OPIS ZADANIA:
Przepisz część fragmentu źródłowego, zaczynając od „To także ważny” i ciągnąc aż do „i naszych interesów.”, i zmień w niej „samodzielności” na „niezależności”.

FRAGMENT ŹRÓDŁOWY:
^^^^
Nauczyłem się także tego, że wspólnota narodowa to nie tylko - jak to się obecnie mówi - narracja polityczna, ale rzeczywisty podmiot polityki, realny byt, który powinien posiadać w swych rękach sprawne i silne państwo jako swoją organizację polityczną. Państwo to zaś powinno być narzędziem solidarności, sprawiedliwości i bezpieczeństwa. Powinno wszystkim obywatelom, niezależnie od ich stanu majątkowego, koneksji czy pozycji społecznej gwarantować niezbywalne prawa do godnego życia oraz równość w dostępie do publicznego dobra. Ta druga część przesłania, takiego, jakim go odczytuję, również - jak mi się wydaje - stanowić może intelektualnie dojrzałą podstawę dla przyszłych działań politycznych. Treścią programu takich działań jest przekonanie, że Polska ma się rozwijać, że potrzeba nam modernizacji i nowoczesności, ale nie takiej, która oznacza wykorzenienie i podział społeczny na tych, którzy znajdują się w "cyklu modernizacyjnym" i tych, którzy są z niego wykluczeni. To przesłanie mówi o konieczności budowy solidarności w ramach nowoczesnego państwa.

Jest wreszcie trzeci element tego, co dla mnie było ważne w działaniach prezydenta Kaczyńskiego, a mianowicie przekonanie, że trzeba być wyprostowanym wśród tych, co na kolanach, wśród odwróconych plecami i obalonych w proch.

Polska jest zbyt ważna, by być peryferiami potrzebującymi centrum określającego warunki jej istnienia. Polskę, w relacjach globalnych i europejskich, musi być stać na samodzielność celów, na podmiotowość w dziedzinie bezpieczeństwa, na realizowanie własnych interesów. Jak nigdy przedtem - co widać po szczerych a nie konwenansowych reakcjach w stolicach państw i komentarzach prasy zagranicznej - Polska zbudowała w ostatnich latach, dzięki wysiłkom prezydenta Kaczyńskiego, grupę państw orientujących się na nasze działania w polityce międzynarodowej, gdzie polski prezydent był postrzegany jako rzeczywisty autorytet, a także oceniany jako niezłomny obrońca polskiej racji stanu.

To także ważny element przesłania - powinniśmy ponieść w przyszłość politykę polskiego statusu i polskiej obecności, samodzielności w gwarantowaniu naszej racji stanu i naszych interesów.

Post scriptum do przesłania, spisanego naprędce i wymagającego dalszych przemyśleń, jest gorzkie, choć może i ono wyda owoc po jakimś czasie. Prezydenta Lecha Kaczyńskiego za życia nagradzano tym, co było pod ręką - chłostą śmiechu, zabójstwem na śmietniku. A mimo to był odważny, gdy rozum zawodzi, był odważny, a w ostatecznym rachunku jedynie to się liczy.

Krzysztof Szczerski*

Autor jest politologiem, wicedyrektorem Instytutu Nauk Politycznych i Stosunków Międzynarodowych UJ, w latach 2007-2008 był wiceministrem spraw zagranicznych i wiceministrem w Urzędzie Komitetu Integracji Europejskiej.
^^^^
REKORDY DANYCH:
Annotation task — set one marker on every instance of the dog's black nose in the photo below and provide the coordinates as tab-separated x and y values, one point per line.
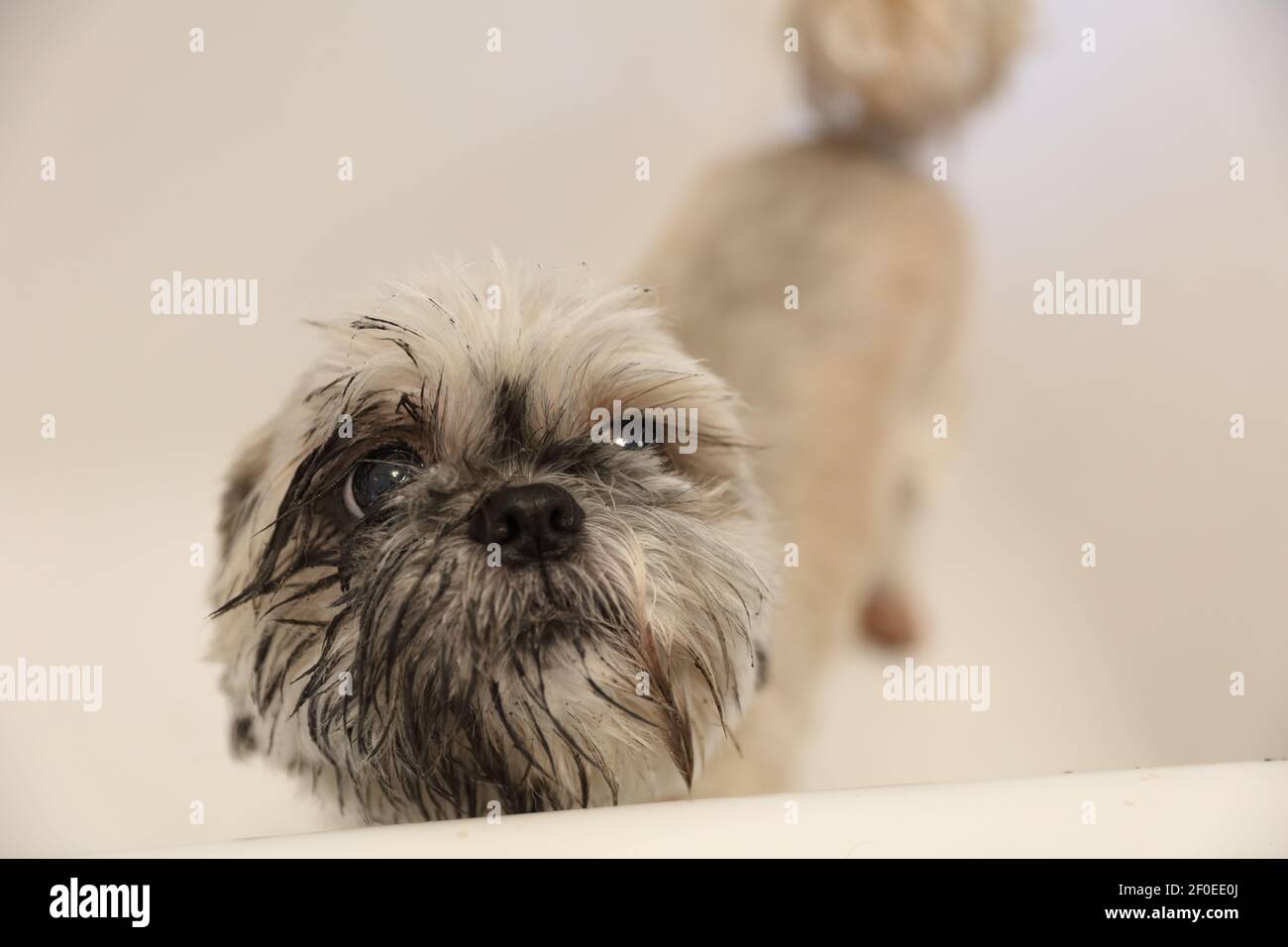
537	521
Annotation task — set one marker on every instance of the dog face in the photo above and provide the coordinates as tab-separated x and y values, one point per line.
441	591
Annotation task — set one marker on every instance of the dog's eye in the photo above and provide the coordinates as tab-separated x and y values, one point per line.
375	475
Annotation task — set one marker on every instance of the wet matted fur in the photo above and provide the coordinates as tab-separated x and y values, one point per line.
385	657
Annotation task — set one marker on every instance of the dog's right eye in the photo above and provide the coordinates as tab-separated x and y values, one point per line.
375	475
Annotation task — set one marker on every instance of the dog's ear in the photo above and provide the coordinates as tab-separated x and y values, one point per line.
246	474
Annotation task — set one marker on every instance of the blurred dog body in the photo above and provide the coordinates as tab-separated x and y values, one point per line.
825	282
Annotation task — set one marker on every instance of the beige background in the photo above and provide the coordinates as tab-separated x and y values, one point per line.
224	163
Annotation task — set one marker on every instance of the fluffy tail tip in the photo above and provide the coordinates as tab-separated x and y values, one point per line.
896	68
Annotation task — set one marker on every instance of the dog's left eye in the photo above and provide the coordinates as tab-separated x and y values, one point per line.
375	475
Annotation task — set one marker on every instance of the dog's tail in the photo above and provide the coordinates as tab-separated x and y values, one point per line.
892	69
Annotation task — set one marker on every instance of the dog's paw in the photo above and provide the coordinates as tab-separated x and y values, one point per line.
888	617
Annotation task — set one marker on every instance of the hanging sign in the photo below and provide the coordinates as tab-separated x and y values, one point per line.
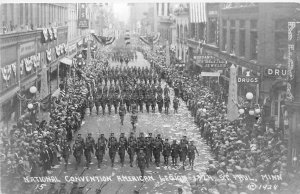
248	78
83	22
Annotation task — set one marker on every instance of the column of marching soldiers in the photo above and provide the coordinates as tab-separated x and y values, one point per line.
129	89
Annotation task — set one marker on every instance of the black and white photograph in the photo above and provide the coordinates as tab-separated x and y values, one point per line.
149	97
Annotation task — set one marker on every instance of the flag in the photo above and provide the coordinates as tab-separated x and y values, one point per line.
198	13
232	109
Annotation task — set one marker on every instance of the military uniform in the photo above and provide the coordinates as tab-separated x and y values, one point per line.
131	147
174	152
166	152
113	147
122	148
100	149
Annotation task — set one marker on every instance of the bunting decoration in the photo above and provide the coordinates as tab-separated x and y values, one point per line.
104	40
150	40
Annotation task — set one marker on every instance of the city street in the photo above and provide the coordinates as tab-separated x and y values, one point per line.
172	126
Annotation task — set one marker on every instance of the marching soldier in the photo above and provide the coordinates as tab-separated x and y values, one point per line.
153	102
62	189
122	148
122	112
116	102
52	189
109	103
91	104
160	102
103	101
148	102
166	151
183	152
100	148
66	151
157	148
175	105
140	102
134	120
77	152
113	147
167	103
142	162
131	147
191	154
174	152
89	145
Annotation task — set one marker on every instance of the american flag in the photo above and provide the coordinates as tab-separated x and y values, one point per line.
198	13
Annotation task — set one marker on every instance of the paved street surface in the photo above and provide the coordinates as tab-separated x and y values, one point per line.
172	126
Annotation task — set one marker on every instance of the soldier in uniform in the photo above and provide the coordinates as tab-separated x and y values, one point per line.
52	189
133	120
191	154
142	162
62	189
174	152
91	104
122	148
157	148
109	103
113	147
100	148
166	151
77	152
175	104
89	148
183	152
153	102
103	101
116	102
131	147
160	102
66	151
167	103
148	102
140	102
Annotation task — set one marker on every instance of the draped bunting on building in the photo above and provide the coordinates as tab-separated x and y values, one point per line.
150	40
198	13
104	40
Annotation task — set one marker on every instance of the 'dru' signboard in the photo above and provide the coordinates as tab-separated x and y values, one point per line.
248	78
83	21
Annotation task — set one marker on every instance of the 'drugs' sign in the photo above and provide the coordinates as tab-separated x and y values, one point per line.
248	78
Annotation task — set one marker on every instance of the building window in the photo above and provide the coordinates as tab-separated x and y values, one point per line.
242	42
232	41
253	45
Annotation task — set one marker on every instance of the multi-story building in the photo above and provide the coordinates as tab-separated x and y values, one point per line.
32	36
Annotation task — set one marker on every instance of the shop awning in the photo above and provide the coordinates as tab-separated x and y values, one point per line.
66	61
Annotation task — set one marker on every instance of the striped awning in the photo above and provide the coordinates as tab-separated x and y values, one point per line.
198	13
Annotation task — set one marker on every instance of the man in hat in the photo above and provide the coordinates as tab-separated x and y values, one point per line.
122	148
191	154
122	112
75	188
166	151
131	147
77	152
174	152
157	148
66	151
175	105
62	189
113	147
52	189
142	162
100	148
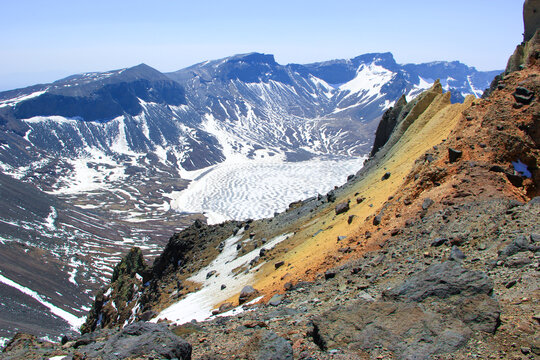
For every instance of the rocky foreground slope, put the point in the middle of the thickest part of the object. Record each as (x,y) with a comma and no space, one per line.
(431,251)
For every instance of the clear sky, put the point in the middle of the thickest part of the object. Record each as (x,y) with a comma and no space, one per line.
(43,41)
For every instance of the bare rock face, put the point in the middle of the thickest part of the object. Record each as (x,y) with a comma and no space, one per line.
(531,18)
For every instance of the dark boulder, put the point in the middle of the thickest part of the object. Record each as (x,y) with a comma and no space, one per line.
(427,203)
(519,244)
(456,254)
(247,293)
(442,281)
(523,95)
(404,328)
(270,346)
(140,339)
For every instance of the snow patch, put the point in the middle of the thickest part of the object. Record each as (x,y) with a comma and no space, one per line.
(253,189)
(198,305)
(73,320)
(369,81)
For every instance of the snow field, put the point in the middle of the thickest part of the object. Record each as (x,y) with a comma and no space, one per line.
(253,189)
^^^^
ROZWIĄZANIE ZADANIA:
To także ważny element przesłania - powinniśmy ponieść w przyszłość politykę polskiego statusu i polskiej obecności, niezależności w gwarantowaniu naszej racji stanu i naszych interesów.